• Directions: Show all lines containing "yellow" from the data below.

+ + +

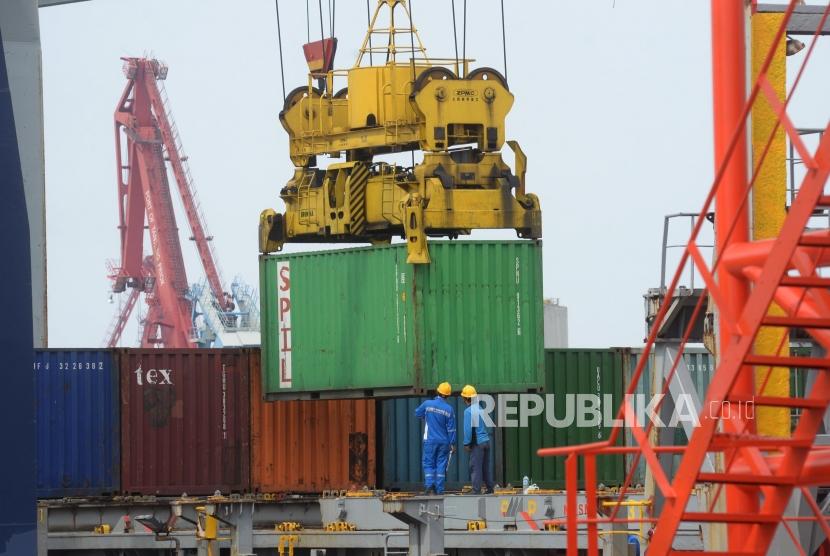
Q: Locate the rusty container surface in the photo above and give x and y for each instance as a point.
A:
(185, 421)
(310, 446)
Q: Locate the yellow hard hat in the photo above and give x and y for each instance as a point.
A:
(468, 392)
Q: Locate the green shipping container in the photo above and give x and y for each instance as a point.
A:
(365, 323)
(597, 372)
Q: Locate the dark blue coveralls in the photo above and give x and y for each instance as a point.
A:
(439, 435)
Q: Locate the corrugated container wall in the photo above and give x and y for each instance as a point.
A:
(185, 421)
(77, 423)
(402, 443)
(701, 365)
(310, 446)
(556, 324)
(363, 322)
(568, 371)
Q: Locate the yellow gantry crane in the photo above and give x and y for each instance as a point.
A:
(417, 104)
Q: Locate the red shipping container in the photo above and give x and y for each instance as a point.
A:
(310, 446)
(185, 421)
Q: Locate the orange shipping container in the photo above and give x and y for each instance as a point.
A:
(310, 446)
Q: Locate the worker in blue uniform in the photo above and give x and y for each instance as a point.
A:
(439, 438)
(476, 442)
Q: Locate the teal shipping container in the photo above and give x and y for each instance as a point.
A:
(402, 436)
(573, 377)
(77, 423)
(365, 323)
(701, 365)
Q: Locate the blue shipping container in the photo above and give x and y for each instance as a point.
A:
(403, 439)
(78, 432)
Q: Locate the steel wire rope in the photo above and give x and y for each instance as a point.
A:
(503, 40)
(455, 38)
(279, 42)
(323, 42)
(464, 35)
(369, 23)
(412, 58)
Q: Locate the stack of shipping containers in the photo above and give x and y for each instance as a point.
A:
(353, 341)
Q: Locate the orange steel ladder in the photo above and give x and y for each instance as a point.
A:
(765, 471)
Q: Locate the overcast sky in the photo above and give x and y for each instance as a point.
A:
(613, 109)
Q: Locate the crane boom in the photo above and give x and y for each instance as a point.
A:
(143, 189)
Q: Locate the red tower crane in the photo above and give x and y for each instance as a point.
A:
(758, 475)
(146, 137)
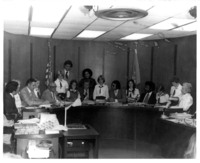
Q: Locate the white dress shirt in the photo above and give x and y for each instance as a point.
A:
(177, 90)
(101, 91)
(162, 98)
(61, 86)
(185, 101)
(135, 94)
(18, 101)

+ + +

• Result of this task:
Q: Locate the yellow hard hat in the photo above and give x and y for each instance as a point.
Q: Locate the yellow gantry crane in the photo above and give x and y for each instance as a point.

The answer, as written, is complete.